### THE EXERCISE
Retype exactly the stretch of lines that begins at the line containing "A single point marks each instance of the crutch" and ends at the last line of the data, with no other lines.

>>>

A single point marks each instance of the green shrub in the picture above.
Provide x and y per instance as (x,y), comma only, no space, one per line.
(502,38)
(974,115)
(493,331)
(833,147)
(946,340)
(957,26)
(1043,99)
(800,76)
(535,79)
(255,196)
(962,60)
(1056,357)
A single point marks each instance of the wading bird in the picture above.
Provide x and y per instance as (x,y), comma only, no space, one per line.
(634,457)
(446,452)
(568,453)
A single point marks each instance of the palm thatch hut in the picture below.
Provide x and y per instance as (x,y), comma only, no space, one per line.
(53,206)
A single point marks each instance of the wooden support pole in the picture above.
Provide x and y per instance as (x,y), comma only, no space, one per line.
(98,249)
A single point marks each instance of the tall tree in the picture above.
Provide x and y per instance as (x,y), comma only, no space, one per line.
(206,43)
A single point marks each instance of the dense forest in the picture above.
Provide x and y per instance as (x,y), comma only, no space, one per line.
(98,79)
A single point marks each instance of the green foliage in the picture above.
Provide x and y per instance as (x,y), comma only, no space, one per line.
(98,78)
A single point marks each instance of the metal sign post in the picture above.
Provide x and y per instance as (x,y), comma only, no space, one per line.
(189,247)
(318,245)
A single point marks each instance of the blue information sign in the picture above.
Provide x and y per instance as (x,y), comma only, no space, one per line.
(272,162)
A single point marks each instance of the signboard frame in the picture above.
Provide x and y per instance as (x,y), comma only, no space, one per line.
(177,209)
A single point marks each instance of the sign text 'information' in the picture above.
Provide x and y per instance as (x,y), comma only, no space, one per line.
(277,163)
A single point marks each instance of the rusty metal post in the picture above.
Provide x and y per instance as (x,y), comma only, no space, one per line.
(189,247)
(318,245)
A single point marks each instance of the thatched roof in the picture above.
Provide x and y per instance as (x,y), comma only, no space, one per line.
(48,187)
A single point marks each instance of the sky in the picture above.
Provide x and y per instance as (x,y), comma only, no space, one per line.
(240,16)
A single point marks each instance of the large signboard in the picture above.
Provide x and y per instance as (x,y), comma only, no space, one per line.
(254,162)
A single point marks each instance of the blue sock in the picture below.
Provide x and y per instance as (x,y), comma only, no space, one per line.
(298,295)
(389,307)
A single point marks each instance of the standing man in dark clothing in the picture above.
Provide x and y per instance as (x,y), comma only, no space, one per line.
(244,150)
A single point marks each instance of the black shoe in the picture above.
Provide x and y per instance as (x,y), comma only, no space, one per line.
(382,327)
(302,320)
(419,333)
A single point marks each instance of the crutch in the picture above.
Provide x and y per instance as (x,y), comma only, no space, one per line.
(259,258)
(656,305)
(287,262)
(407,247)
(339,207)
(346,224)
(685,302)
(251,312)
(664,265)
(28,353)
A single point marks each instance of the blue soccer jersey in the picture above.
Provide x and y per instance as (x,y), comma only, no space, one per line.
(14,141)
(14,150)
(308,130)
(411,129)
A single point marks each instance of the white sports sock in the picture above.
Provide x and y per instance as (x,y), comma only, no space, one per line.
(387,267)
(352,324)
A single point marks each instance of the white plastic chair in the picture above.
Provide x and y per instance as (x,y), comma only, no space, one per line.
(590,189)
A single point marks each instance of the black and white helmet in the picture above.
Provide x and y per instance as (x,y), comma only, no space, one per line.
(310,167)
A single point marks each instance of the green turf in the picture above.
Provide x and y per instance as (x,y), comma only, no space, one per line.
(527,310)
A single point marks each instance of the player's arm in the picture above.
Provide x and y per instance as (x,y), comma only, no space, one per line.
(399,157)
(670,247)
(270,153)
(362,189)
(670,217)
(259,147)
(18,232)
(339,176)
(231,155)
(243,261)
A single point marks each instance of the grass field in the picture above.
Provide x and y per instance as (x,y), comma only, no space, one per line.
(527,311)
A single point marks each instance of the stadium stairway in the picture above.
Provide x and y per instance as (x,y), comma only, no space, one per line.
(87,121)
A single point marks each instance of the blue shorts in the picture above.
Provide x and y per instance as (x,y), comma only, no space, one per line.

<<<

### WRITTEN ANSWER
A single point marks each instance of the crutch in the picture above.
Provide x and y per instance as (x,y), comma only, no space, one per line.
(259,258)
(656,305)
(287,262)
(407,247)
(339,207)
(346,224)
(685,302)
(251,312)
(664,265)
(28,353)
A single point marks each instance of the blue soccer jersey in the picture above.
Provide x and y per instance as (x,y), comma only, no space, one per line.
(14,141)
(14,150)
(308,130)
(411,129)
A single point marks each instance of the white sports sock in the picture above.
Provide x and y per instance as (x,y), comma only, no space, one per line.
(387,267)
(352,324)
A single point marks each instance of the white plastic chair in the picture above.
Provide x and y per instance as (x,y), comma only, no space, one per line.
(590,189)
A single point marks each instance of the black and white helmet in the picture above.
Provide x and y per instance as (x,y), comma only, no space, one per line.
(310,167)
A single point marks each instance of the green turf in the picture above.
Provide x and y per instance as (x,y), comma only, no space, one per line.
(527,310)
A single point marks each instance of the player's arm in the picture above.
Provide x and y per instance as (x,y), comma only, no space, one per line.
(399,157)
(670,247)
(270,153)
(362,189)
(670,217)
(259,147)
(18,232)
(339,176)
(231,155)
(243,261)
A single point marks each instance of the grass field in the picture above.
Provide x and y per instance as (x,y), comma only, no space, one per line.
(527,311)
A single point marks each instance of the stadium stairway in the picture above.
Provide x and y per instance as (x,y), comma only, no space, one per line.
(87,121)
A single point marks each instance of the blue shorts in the picture above.
Provide x and y per instance as (x,y), comma only, no space, one per line.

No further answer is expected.